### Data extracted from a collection
━━━━━━━━━━━━━━━━━━━━━━━━━━━━━━

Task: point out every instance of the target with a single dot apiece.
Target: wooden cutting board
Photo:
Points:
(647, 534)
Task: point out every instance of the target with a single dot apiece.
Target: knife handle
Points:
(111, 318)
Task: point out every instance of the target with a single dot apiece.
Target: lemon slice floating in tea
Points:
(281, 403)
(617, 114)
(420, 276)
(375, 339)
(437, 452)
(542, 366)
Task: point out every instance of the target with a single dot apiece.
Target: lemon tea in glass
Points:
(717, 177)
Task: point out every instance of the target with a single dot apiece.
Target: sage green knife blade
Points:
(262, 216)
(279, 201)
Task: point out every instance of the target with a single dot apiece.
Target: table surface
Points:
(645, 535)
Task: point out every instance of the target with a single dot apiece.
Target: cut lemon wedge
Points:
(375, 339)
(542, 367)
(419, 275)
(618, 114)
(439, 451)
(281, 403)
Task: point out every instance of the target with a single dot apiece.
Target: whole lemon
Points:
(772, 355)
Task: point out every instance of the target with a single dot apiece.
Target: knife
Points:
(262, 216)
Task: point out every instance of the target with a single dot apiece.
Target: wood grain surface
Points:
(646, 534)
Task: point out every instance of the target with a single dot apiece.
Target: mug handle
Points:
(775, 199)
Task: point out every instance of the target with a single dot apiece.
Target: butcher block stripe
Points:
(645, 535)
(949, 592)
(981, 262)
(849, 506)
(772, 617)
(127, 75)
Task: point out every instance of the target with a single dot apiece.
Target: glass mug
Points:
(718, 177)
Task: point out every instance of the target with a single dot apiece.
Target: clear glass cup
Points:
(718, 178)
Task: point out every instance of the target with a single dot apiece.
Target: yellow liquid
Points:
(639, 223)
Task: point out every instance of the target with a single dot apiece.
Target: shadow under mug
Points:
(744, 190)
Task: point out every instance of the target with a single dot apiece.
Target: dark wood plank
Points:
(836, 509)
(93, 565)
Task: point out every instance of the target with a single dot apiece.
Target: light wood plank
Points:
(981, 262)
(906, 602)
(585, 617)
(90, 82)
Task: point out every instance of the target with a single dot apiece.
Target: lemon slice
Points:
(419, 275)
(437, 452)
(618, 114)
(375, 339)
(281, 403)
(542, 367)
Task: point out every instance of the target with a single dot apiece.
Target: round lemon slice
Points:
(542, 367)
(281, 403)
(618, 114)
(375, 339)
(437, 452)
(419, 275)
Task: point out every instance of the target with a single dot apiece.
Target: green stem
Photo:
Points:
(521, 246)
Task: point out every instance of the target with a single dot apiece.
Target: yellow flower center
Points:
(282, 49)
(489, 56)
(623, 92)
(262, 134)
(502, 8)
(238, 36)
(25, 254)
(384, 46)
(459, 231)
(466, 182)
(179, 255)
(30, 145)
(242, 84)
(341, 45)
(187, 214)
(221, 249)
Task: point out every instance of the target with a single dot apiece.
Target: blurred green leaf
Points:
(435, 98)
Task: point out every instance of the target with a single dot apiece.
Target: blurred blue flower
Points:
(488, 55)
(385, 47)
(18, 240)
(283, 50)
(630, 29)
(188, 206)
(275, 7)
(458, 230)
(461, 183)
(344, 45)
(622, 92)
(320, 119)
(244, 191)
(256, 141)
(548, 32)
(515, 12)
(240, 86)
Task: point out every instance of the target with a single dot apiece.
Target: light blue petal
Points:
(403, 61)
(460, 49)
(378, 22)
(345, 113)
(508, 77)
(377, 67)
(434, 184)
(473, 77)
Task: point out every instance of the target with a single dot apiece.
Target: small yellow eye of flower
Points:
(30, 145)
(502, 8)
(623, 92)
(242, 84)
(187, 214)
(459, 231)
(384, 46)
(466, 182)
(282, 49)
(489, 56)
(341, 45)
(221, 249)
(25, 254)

━━━━━━━━━━━━━━━━━━━━━━━━━━━━━━

Reproduce all of the records precisely. No word may differ.

Task: point out every instance of the target with a single dot apiece.
Target: wooden cutting board
Photo:
Points:
(647, 534)
Task: point out every instance of the target with a single dot apiece.
Target: knife handle
Points:
(111, 318)
Task: point out every instance of the target with a single dot apiece.
Target: lemon slice floating in tea
Points:
(281, 403)
(617, 114)
(420, 276)
(375, 339)
(437, 452)
(542, 366)
Task: point out every instance of the target with a single dot apiece.
Target: lemon tea in glass
Points:
(717, 177)
Task: point out every instance of the target with a single dot apiece.
Target: sage green knife blade
Points:
(262, 216)
(279, 201)
Task: point out every instance of the target with a single dot apiece.
Target: table surface
Points:
(645, 535)
Task: point out every instance of the target with a single dot apiece.
Target: cut lemon wedge
Points:
(375, 339)
(542, 367)
(419, 275)
(618, 114)
(439, 451)
(281, 403)
Task: point out every instance of the target with a single dot apiece.
Target: whole lemon
Points:
(772, 355)
Task: point out every instance of the target with a single dot apiece.
Target: knife
Points:
(262, 216)
Task: point out every instance of the target with a single dot apiece.
Target: wood grain surface
Points:
(646, 534)
Task: point out every instance of the target with a single dot apiece.
Target: mug handle
Points:
(775, 199)
Task: point out every instance of the target with a single dot apiece.
Target: butcher block stripe
Points:
(645, 535)
(949, 592)
(981, 262)
(849, 506)
(772, 617)
(127, 75)
Task: point out every instance of the target with a single dot apiece.
Target: glass mug
Points:
(718, 177)
Task: point out every instance of the target with a single dot apiece.
Target: clear glass cup
Points:
(718, 178)
Task: point out every instance of the target with a single dot apiece.
Target: yellow liquid
Points:
(639, 223)
Task: point out every instance of the target with a single dot apiece.
Target: shadow under mug
Points:
(744, 190)
Task: point out every instance of the target with a single dot apiece.
Target: dark wood plank
Points:
(836, 509)
(93, 565)
Task: point out every instance of the target with a single dot apiece.
Target: light wood plank
Points:
(981, 262)
(906, 602)
(585, 617)
(90, 82)
Task: point out every instance of the target with a single dot apiece.
Target: lemon slice
Points:
(419, 275)
(437, 452)
(618, 114)
(375, 339)
(281, 403)
(542, 367)
Task: point out every instance of the target with a single dot apiece.
Target: round lemon slice
Points:
(542, 367)
(281, 403)
(618, 114)
(375, 339)
(437, 452)
(419, 275)
Task: point out every instance of the target with a single dot apiece.
Target: green stem
Photo:
Points:
(521, 246)
Task: point out every instance of the target with a single dot apiece.
Target: yellow flower center
Points:
(282, 49)
(489, 56)
(623, 92)
(262, 134)
(502, 8)
(238, 36)
(25, 254)
(384, 46)
(459, 231)
(466, 182)
(179, 255)
(30, 145)
(242, 84)
(341, 45)
(187, 214)
(221, 249)
Task: point out every instance of the target with a single dot apiece.
Target: blurred green leaf
Points:
(435, 98)
Task: point out every instance of the target with a single dot apiece.
Target: blurred blue flower
Points:
(488, 55)
(385, 47)
(18, 240)
(283, 50)
(630, 29)
(188, 206)
(275, 7)
(458, 230)
(461, 183)
(344, 45)
(622, 92)
(320, 119)
(244, 191)
(256, 141)
(548, 32)
(515, 12)
(240, 86)
Task: point out every instance of the target with a single dot apiece.
Target: light blue petal
Points:
(403, 61)
(460, 49)
(378, 22)
(345, 113)
(508, 77)
(377, 67)
(434, 184)
(473, 77)
Task: point out every instance of the target with a single dot apiece.
Target: small yellow eye of flower
Points:
(30, 145)
(502, 8)
(623, 92)
(242, 84)
(187, 214)
(459, 231)
(384, 46)
(466, 182)
(282, 49)
(489, 56)
(341, 45)
(221, 249)
(25, 254)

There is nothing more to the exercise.